» Written task
Reproduce every line below verbatim, omitting the pictures from your answer.

#####

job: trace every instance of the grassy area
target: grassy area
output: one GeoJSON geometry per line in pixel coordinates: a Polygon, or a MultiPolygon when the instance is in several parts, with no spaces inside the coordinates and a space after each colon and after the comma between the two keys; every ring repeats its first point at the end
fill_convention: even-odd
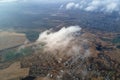
{"type": "Polygon", "coordinates": [[[12,50],[7,50],[5,52],[3,52],[2,54],[2,61],[11,61],[26,55],[30,55],[34,52],[34,50],[31,47],[25,48],[25,49],[21,49],[21,50],[16,50],[16,49],[12,49],[12,50]]]}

#####

» Answer to the problem
job: trace every instance of the grassy area
target: grassy area
output: one GeoJSON geometry per line in pixel coordinates: a Polygon, or a MultiPolygon when the instance is in several parts, with no spaces inside the coordinates and a space after each colon and after the comma between the two keys; every ring repeats its first point at the end
fill_convention: even-odd
{"type": "Polygon", "coordinates": [[[12,50],[7,50],[5,52],[3,52],[2,54],[2,61],[11,61],[26,55],[30,55],[34,52],[34,50],[31,47],[25,48],[25,49],[21,49],[21,50],[16,50],[16,49],[12,49],[12,50]]]}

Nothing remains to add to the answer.